**PROBLEM DESCRIPTION:** Reproduce the entire listing below, requests included, shifting every point coordinate in the answers by -120 while keeping the numbers in the requests and their format samples unchanged. Leave the pictures out.
:: RECORDS FOR PROCESSING ::
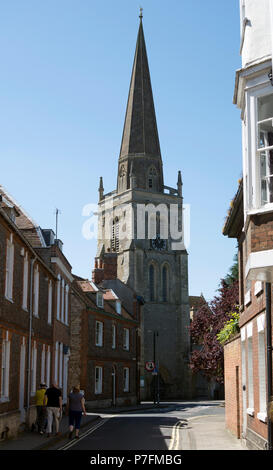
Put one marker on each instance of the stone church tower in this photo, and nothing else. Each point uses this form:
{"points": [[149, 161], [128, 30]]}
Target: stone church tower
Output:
{"points": [[149, 260]]}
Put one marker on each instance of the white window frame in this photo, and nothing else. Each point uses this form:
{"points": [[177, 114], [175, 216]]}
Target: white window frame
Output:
{"points": [[252, 162], [258, 287], [250, 387], [99, 333], [5, 367], [62, 303], [126, 379], [48, 365], [25, 282], [114, 335], [99, 299], [262, 415], [98, 380], [118, 307], [58, 296], [49, 302], [61, 365], [66, 304], [9, 268], [126, 339], [43, 364], [36, 292], [56, 362], [33, 369]]}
:::
**WRITTEN SOLUTION:**
Put one marker on each instance of the stone church tower in this photo, and nothing else. Each point uses this form:
{"points": [[149, 161], [128, 30]]}
Target: stone church tower
Output:
{"points": [[29, 140]]}
Put one marker on each instance of the white window frame in this photo, and nothing else. Each point uses this form:
{"points": [[177, 114], [175, 216]]}
Target: white window frame
Output:
{"points": [[132, 42], [138, 167], [130, 267], [-21, 213], [-115, 247], [-58, 183], [6, 259], [-72, 245], [-95, 162], [-6, 215], [-21, 179], [142, 295], [-22, 260], [-2, 187], [-62, 176], [-71, 182], [-59, 245], [-54, 184], [-111, 148], [6, 219], [-77, 244], [-84, 172], [-64, 242], [-87, 249]]}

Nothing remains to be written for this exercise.